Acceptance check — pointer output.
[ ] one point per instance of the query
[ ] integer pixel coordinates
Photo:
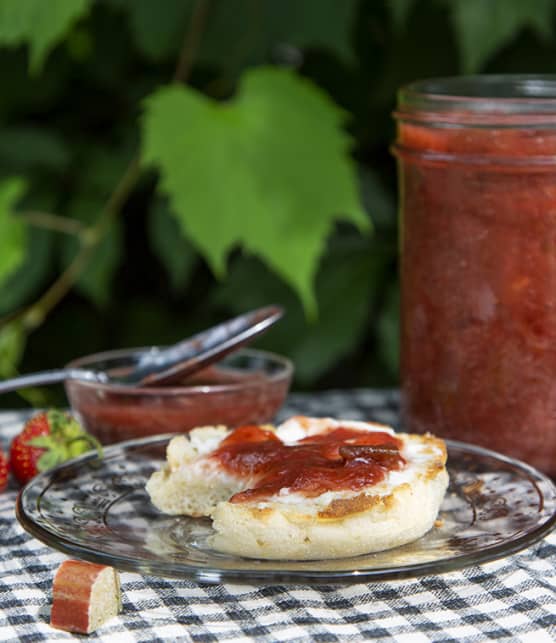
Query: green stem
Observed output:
(53, 222)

□ □ □ □

[WORK ITEM]
A verbatim transcript of the material above, with images dropped, is the expected output.

[YOUR RESPONSE]
Acceptance check — pointer output.
[ ] one point per instance of the query
[ ] integer pixel coordinates
Photo:
Query: green stem
Observed output:
(53, 222)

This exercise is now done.